- [EXERCISE INSTRUCTIONS]: Repeat each entry exactly, but do not carry over the pictures.

---------- DATA FOR ANALYSIS ----------

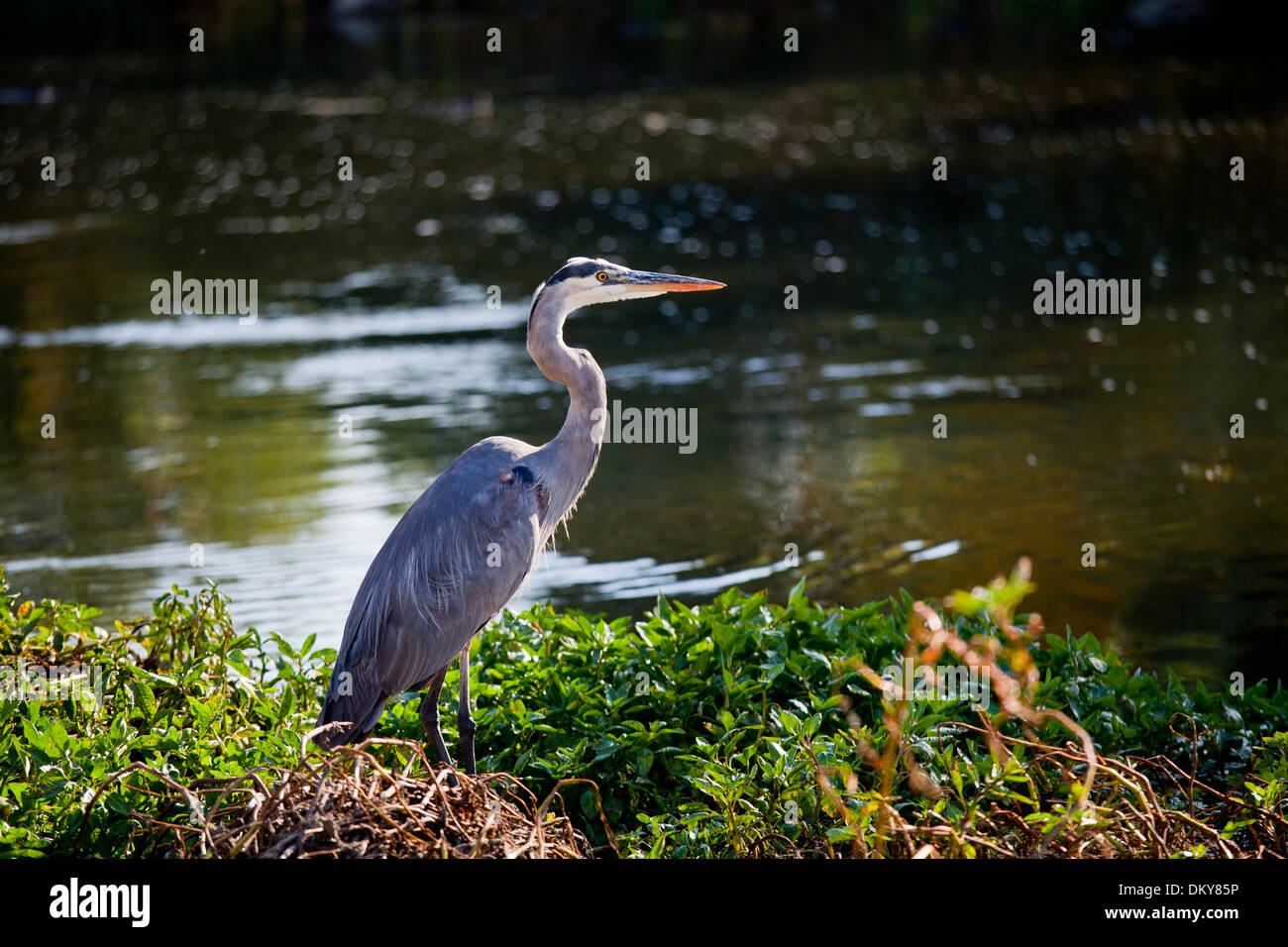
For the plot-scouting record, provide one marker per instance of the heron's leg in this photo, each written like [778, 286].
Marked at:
[429, 718]
[464, 720]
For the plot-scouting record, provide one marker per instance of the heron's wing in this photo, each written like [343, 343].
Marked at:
[451, 564]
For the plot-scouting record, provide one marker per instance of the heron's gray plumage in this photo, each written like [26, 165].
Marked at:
[472, 539]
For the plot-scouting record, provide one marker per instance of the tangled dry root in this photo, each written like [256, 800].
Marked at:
[351, 805]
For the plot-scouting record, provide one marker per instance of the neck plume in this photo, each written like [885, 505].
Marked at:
[566, 464]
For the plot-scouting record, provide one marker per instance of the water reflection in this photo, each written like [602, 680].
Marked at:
[814, 423]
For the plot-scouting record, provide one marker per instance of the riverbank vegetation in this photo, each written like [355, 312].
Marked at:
[734, 728]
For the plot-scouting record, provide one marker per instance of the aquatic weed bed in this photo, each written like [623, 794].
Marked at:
[735, 728]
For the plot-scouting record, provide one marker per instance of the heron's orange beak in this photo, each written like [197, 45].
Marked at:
[669, 282]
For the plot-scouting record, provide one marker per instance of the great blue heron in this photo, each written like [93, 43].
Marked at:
[465, 547]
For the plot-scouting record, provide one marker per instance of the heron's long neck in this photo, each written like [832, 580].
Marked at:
[567, 463]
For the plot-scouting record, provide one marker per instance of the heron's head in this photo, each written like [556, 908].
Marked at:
[583, 281]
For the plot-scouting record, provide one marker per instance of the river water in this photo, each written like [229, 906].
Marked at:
[390, 337]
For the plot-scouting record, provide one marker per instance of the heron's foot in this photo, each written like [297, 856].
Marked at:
[465, 725]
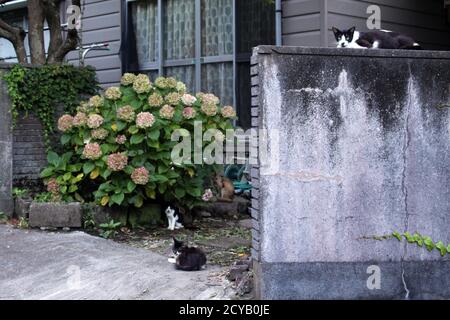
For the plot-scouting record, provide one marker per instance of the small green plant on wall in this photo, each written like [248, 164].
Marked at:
[118, 146]
[108, 230]
[419, 240]
[41, 89]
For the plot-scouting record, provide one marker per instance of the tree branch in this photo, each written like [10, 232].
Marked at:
[53, 17]
[16, 36]
[68, 45]
[36, 31]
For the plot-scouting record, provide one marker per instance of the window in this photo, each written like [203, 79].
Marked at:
[17, 16]
[196, 42]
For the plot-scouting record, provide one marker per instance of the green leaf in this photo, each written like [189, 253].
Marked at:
[137, 139]
[131, 186]
[47, 172]
[154, 135]
[53, 158]
[180, 193]
[133, 130]
[418, 239]
[67, 176]
[118, 198]
[106, 173]
[441, 247]
[65, 139]
[408, 237]
[397, 235]
[429, 243]
[88, 167]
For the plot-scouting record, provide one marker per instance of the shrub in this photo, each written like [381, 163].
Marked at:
[118, 146]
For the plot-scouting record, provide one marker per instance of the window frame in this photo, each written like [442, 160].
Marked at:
[161, 63]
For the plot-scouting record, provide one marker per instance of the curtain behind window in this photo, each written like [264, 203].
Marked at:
[179, 38]
[217, 39]
[145, 24]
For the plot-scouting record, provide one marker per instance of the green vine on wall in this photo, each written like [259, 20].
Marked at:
[418, 239]
[41, 89]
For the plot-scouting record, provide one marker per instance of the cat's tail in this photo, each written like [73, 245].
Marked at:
[415, 46]
[187, 268]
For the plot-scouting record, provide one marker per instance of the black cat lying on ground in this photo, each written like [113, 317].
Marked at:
[187, 258]
[376, 39]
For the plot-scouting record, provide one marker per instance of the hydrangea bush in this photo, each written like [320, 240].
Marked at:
[118, 146]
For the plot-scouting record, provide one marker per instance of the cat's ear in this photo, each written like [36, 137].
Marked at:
[177, 243]
[337, 33]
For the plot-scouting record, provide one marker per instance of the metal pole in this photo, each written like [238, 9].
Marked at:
[278, 30]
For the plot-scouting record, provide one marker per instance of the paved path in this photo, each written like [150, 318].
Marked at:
[43, 265]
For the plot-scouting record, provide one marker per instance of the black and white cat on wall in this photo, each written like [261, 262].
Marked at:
[375, 39]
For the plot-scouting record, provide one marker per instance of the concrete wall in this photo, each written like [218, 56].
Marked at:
[101, 23]
[309, 22]
[29, 152]
[356, 148]
[6, 145]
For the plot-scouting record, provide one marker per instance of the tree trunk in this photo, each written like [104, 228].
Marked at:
[36, 31]
[17, 38]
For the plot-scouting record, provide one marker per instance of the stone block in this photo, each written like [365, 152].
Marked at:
[355, 148]
[22, 207]
[55, 215]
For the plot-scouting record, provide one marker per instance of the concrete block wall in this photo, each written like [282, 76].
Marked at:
[355, 148]
[6, 146]
[29, 152]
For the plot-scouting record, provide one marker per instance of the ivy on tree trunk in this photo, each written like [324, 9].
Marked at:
[38, 12]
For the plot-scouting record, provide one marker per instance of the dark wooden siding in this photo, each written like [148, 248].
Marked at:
[102, 23]
[303, 21]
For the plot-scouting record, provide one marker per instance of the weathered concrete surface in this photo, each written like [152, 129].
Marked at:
[56, 215]
[40, 265]
[356, 148]
[6, 141]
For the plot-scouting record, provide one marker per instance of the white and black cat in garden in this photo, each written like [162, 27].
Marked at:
[375, 39]
[187, 258]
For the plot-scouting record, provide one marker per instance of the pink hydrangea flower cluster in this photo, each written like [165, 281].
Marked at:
[208, 195]
[126, 113]
[208, 98]
[99, 134]
[210, 109]
[145, 120]
[140, 176]
[167, 112]
[80, 119]
[173, 98]
[142, 84]
[228, 112]
[53, 186]
[189, 113]
[127, 79]
[65, 123]
[92, 151]
[94, 121]
[96, 101]
[113, 93]
[181, 87]
[188, 100]
[121, 139]
[117, 161]
[155, 100]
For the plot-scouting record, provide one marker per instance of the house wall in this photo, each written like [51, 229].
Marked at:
[101, 21]
[305, 21]
[352, 148]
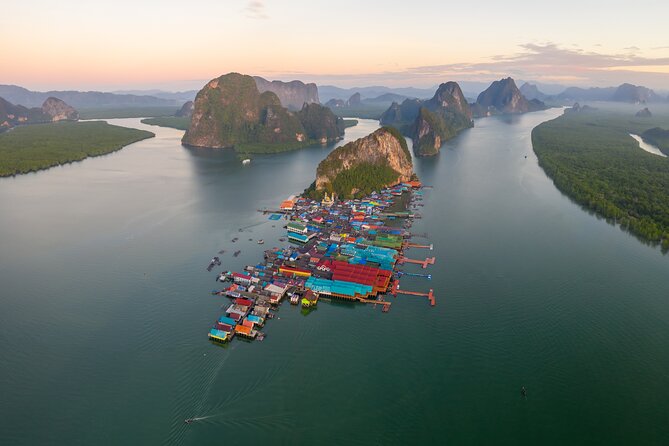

----------

- [ANSWER TO THIS EXERCISE]:
For the plot-scouting record, provide one marker per instance of the heron's leg in this photo, each written like [778, 286].
Marked at:
[429, 718]
[464, 720]
For the plot-scouting record, provide one marker per instance of the heron's wing in this photo, each written like [343, 343].
Marked at:
[451, 564]
For the plot-scouting record, provide one marker per instance of the heron's gray plumage in this photo, each written like [26, 165].
Marked at:
[472, 539]
For the plot-scouting record, provide one marker per instance of the tangled dry root in this photo, each written like [256, 800].
Marked at:
[351, 805]
For the plot-scouting record, provide one marker per instance of the neck plume in this photo, each written like [885, 505].
Marked at:
[566, 464]
For the plot-scouting record, provide one marker per instance of the water reflection in this photo, each written like [602, 680].
Marked at:
[814, 423]
For the plot-scouting record, provide one marker per instance of the riverbank vegetation in this photo, each written like [355, 312].
Marked at:
[734, 728]
For the plot-scouting record, provide one marker per instance of the aquatic weed bed in this photo, each written like [623, 794].
Marked at:
[735, 728]
For the plot-scouting record, provide one marker per instance of the heron's orange beak in this photo, each written like [197, 45].
Marked at:
[669, 282]
For the plot-scouting record, provide one marker per instance of the great blue heron in this photo, each written like [93, 43].
Marked at:
[465, 547]
For the plot-scouting record, provide one marker per instance of the heron's long neck in this photo, each written like [832, 580].
Marked at:
[567, 463]
For the plot-scouting record, provide one marker per instance of the heron's head in this photo, each written like [556, 908].
Marked at:
[583, 281]
For the plot-scouting record, provide one marker per instance of the river water in this photo, each written like [229, 906].
Marked at:
[390, 337]
For the plot-scouting record, provide one marker per instance of the heron's foot in this photo, each written like [297, 856].
Marked at:
[465, 725]
For the plot-scouting record, provide one marker per instance of the small green plant on wall in this photo, each written like [248, 164].
Marked at:
[118, 146]
[108, 230]
[419, 240]
[41, 89]
For the plot-scouting record, provide one marker per instance of the tree branch in this photo, each written like [10, 232].
Marked at:
[53, 17]
[16, 36]
[68, 45]
[36, 31]
For the plot-scouting record, provide one marker per instance of the window in this photo, each written like [203, 79].
Marked at:
[17, 16]
[196, 42]
For the plot-scouting record, provide one marker per instance of the green leaf in this photo, each written like [189, 253].
Marked at:
[137, 139]
[131, 186]
[47, 172]
[154, 135]
[53, 158]
[180, 193]
[133, 130]
[418, 239]
[67, 176]
[118, 198]
[106, 173]
[441, 247]
[65, 139]
[408, 237]
[397, 235]
[429, 243]
[88, 167]
For the plot-scouting record, provide one marker per instance of the shrub in this photo, each written like [381, 163].
Marked at:
[118, 146]
For the plot-scouting record, provide one marker per instance of the window frame in this photo, each written like [442, 160].
Marked at:
[161, 63]
For the plot-scouting record, provide one marker per instance of the curtain behind window in this photo, each written like [264, 203].
Marked at:
[179, 38]
[217, 39]
[145, 24]
For the plot-scouting record, provide one marker per instance of the green vine on wall in this photo, each written like [259, 20].
Marked at:
[418, 239]
[41, 89]
For the plot-scouting record, provide one marker per instance of the cat's tail in this photo, each written like [73, 245].
Marked at:
[415, 46]
[187, 268]
For the plot-scouting record, provide one marker per instance of the black cat lying on ground in this photo, each written like [113, 317].
Marked at:
[187, 258]
[376, 39]
For the plot-scouting record, provide one marker per instance of the hydrangea bush in this photo, each written like [320, 240].
Marked at:
[118, 146]
For the plot-scouting record, provide one marker per instance of the cat's ear in this photo, each written like [36, 137].
Marked at:
[177, 243]
[337, 33]
For the plot-scouting record, provide one marker per instance of the metal pole in this photo, each written like [238, 9].
Marked at:
[278, 30]
For the plot-scouting record, provide one marker per instance of the paved path in this photo, each written like [150, 318].
Marked at:
[43, 265]
For the plot-scouting record, provide one marker per instance of the black and white cat on wall in this photo, each written like [261, 262].
Marked at:
[375, 39]
For the plot-scouting record, provide one marker per instance of the concrete wall in this photo, each written like [218, 56].
Marked at:
[101, 23]
[309, 22]
[29, 152]
[356, 148]
[6, 145]
For the plot-scouting record, provide one marker per instance of the tree trunk in this photo, each written like [104, 228].
Marked at:
[36, 31]
[17, 38]
For the plot-scouting record, provide one marker per instance of the stone block in this photo, each written like [365, 152].
Marked at:
[355, 148]
[22, 207]
[55, 215]
For the plot-scouting record, provide one marker per instance of the concrete block wall in this photo, each written like [282, 76].
Marked at:
[355, 148]
[6, 146]
[29, 152]
For the plot-scouting record, provide one marker per instance of the ivy on tree trunk in this photo, each written like [324, 9].
Marked at:
[38, 12]
For the plot-scouting record, provide one marker per instance of the dark wooden siding in this photo, each written like [148, 248].
Marked at:
[102, 23]
[303, 21]
For the plot-scouting record, provide one marker per instance of the weathered concrete surface in this photo, each written like [152, 129].
Marked at:
[56, 215]
[40, 265]
[356, 148]
[6, 141]
For the plot-scouting record, provide one marker per instance of the white and black cat in garden in this photo, each written like [162, 27].
Marked at:
[375, 39]
[187, 258]
For the plot-scouting record, provide one marker per instance of the pink hydrangea flower cluster in this photo, each written like [165, 281].
Marked at:
[208, 195]
[126, 113]
[208, 98]
[99, 134]
[210, 109]
[145, 120]
[140, 176]
[167, 112]
[80, 119]
[173, 98]
[142, 84]
[228, 112]
[53, 186]
[189, 113]
[127, 79]
[65, 123]
[92, 151]
[94, 121]
[96, 101]
[113, 93]
[181, 87]
[188, 100]
[121, 139]
[117, 161]
[155, 100]
For the plot-scouting record, provide one marker per instance of the house wall in this photo, each written like [51, 229].
Marked at:
[101, 21]
[305, 21]
[352, 148]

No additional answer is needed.